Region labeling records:
---------------
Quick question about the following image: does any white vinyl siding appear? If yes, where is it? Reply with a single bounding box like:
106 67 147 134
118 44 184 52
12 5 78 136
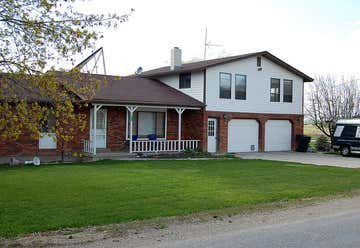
206 57 304 114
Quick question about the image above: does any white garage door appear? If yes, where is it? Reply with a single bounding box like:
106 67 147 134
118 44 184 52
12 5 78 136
265 120 291 152
228 120 259 152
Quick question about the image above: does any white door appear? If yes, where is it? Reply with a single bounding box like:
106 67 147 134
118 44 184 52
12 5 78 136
39 133 56 149
208 118 217 152
228 119 259 152
265 120 291 152
90 109 107 148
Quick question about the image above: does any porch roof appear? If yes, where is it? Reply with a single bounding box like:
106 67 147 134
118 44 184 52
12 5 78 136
91 74 204 108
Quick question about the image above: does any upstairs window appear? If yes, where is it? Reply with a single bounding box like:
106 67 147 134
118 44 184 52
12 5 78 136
235 74 246 100
283 79 293 102
179 73 191 89
219 72 231 99
270 78 280 102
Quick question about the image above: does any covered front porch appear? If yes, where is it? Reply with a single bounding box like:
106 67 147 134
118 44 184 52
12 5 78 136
83 103 203 156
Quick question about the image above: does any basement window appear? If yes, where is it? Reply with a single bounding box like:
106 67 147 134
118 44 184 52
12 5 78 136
235 74 246 100
283 79 293 102
256 56 261 67
128 111 166 138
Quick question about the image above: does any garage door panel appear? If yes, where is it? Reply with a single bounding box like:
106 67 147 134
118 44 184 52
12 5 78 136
265 120 291 151
228 119 259 152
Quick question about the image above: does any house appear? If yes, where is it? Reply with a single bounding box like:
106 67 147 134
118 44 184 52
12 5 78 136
0 47 313 155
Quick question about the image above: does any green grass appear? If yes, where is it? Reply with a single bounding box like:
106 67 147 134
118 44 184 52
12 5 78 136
0 159 360 236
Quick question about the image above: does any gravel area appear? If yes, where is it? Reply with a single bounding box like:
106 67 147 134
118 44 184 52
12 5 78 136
0 196 360 248
236 152 360 168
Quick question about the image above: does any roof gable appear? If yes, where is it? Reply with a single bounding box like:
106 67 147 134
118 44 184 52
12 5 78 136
141 51 313 82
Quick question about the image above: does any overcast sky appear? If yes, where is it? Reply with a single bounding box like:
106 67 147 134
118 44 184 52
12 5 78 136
69 0 360 78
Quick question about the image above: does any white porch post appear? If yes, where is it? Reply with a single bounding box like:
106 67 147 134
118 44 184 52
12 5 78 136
126 106 137 154
93 104 102 156
175 107 185 152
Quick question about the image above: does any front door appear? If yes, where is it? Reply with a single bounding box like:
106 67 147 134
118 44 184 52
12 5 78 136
208 118 217 152
90 109 107 148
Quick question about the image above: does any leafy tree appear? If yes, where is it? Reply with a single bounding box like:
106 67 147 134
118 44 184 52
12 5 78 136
0 0 133 157
306 75 360 137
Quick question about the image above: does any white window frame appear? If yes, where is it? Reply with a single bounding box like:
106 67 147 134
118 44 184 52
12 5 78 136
125 107 167 140
39 133 57 150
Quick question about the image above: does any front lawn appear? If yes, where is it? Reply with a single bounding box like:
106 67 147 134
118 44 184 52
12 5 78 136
0 159 360 236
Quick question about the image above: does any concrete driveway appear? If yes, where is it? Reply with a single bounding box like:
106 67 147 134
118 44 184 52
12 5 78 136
236 152 360 168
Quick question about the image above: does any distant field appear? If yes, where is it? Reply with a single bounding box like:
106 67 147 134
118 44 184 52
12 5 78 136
304 124 323 140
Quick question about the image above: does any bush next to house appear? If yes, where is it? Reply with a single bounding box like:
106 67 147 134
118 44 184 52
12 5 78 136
315 135 330 152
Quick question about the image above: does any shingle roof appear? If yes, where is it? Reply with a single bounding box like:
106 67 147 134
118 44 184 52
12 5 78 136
87 74 204 108
141 51 313 82
0 72 204 108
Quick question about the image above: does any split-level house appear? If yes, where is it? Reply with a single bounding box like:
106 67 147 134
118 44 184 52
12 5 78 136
0 47 313 155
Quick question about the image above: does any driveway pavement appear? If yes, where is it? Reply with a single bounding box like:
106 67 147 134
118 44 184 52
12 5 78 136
236 152 360 168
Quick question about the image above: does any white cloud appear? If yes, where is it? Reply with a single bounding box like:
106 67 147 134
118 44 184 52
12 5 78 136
59 0 360 77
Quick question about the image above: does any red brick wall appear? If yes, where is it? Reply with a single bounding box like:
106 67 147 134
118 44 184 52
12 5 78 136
0 107 304 156
0 108 90 156
203 111 304 153
167 109 204 141
106 107 128 151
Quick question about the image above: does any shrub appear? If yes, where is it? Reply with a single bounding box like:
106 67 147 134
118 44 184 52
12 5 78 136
315 135 330 152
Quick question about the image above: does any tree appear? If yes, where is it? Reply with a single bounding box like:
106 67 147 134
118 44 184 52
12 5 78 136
0 0 133 157
306 75 360 137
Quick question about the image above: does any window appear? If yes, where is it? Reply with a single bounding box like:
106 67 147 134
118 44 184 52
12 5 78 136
41 114 56 133
235 74 246 100
256 56 261 67
341 126 357 138
128 111 165 138
179 73 191 89
208 120 215 137
220 72 231 99
270 78 280 102
283 79 293 102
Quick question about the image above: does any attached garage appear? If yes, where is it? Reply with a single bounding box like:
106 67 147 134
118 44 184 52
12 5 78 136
265 120 292 152
228 119 259 152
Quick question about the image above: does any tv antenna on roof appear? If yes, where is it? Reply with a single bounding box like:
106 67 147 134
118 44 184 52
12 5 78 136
75 47 106 75
204 27 222 60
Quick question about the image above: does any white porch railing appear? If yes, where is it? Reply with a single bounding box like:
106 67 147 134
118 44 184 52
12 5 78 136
83 140 94 153
132 140 200 152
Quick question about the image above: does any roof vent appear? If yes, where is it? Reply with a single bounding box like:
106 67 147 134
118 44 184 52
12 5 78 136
135 66 143 76
170 47 181 71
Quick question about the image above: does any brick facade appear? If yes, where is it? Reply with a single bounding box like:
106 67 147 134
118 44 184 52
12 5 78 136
0 107 304 156
203 111 304 153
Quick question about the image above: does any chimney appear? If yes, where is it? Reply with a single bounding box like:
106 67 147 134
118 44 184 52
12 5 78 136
170 47 181 71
---------------
** Work to complete **
How many lines in the region labeling records above contain the string "tree"? Case counts. Give only the number.

** The response **
2